• tüm çokhücrelilerde sadece anneden çocuğa nakledilen halkasal kod dizisi.
    birincil olarak prokaryot hücreden ökaryot hücreye geçiş konusuna ışık tutar, zira mitokondri ve benzeri organellerin kendi dna dizilerine ve çift katlı membranlara sahip oluşları, prokaryot hücreden ökaryot hücreye geçiş sürecinde bir diğer hücre tarafından fagositozla hapsedilmiş, ancak sindirilmek yerine hücre içinde özel görevler alarak simbiyont bir yaşam seçmiş organizmalar oldukları konusundaki tezi destekler niteliktedir (bkz: simbiyojenez).
    ikincil olarak; evrim konusunda çok önemli çalışmalara dayanak olmuştur. eşeyli üreyen çokhücrelilerde döllenme esnasında sadece öosit yani yumurta hücresindeki mitokondriler zigot içinde kalır. spermatozoidin çoğunlukla tek olan mitokondrisi ise döllenme gerçekleştiğinde spermle birlikte ölür. böylede normal diploid hücre dna'sı hem anne hem de babanın genlerinin birleşimi ile oluşurken, mitokondriyal dna sadece anneden alınmış olur. mitokondriler her hücre bölünmesinde ayrıca bölünerek canlıdaki tüm hücrelere yayılırlar.
    bu konsept şu düşünceyi akla getirmiştir: mitokondriyal dna'nın hücre dna'sına göre çok daha kısa olan kod dizisi incelenir. bu kod dizisi insanlığın başlangıcından beri sadece ve sadece mutasyonlarla değişim göstermiş, ve mayoz bölünme geçirmemiş olduğundan, mutasyon oranları karşılaştırılarak ve geriye doğru takip edilerek insanlığın nerede ortaya çıktığı, hangi mutasyon evresinde nerede bulunduğu, hangi yolları izleyerek dünyaya yayıldığı bulunabilir. ve hatta hatta insanlığın annesi olan havva ya da havvalara ulaşılabilir!

Yapılacak İş: Yukarıdaki mitokondriyal DNA metnini son cümlesinin ardından lütfen sürdürün.

Gösterilen Bilgiler:
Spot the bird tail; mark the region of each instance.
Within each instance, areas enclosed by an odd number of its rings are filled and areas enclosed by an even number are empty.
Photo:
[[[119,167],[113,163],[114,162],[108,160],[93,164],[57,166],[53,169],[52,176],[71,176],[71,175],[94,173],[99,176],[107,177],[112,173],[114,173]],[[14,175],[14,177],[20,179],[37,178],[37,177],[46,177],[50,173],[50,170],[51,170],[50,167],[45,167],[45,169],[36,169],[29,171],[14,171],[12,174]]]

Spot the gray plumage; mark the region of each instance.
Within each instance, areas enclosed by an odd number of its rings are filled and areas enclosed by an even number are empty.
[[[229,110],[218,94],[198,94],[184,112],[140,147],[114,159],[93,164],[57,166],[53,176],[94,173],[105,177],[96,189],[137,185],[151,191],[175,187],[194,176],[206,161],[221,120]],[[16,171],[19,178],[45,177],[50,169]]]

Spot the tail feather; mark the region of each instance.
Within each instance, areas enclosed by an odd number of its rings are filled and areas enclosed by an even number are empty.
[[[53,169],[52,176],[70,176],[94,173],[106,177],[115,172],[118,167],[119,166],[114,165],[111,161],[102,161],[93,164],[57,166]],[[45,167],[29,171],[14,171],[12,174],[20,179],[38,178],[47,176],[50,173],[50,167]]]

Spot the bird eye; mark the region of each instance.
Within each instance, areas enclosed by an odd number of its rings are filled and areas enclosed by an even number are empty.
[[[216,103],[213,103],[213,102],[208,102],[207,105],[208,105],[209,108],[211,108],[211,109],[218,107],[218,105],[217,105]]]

Cevap Alanı:
    şu andaki araştırma sonuçları insanlığın afrika'da ortaya çıkmış olduğu ve afrika dışına iki büyük göç gerçekleştiği savını destekler niteliktedir. ilginç bir sonucu daha aktarmakta yarar var: mutasyon oranları global olarak incelendiğinde, beş farklı genotip havuzuna ulaşılmakta. yani insanların mitokondriyal dna kodları, her biri homojen beş farklı gruba dahil edilebiliyor. örnekle açıklamak gerekirse: grup1 ve grup2 arasında (atıyorum) yüzde 1 gibi bir fark varken, grup1'in içine dahil edilen bireylerin dizileri arasındaki fark yüzde 0,1i geçmiyor. [edit: bu beş grup da 33 alt gruba ayrılabiliyormuş son çalışmaların gösterdiği üzere, yöntem aynı]
    buradan çıkarılabilecek iki netice var.

    ya insanlığın ilk dönemlerinde büyük bir mutasyonu tetikleyen, popülasyonu sindiren bir olay gerçekleşti ve beş farklılaşmış mitokondriyal dna'ya sahip sadece beş [ya da 33] dişi soyunu devam ettirebildi.

    ya da insanlığın başlangıcında bir değil beş [ya da 33] adet "havva" var.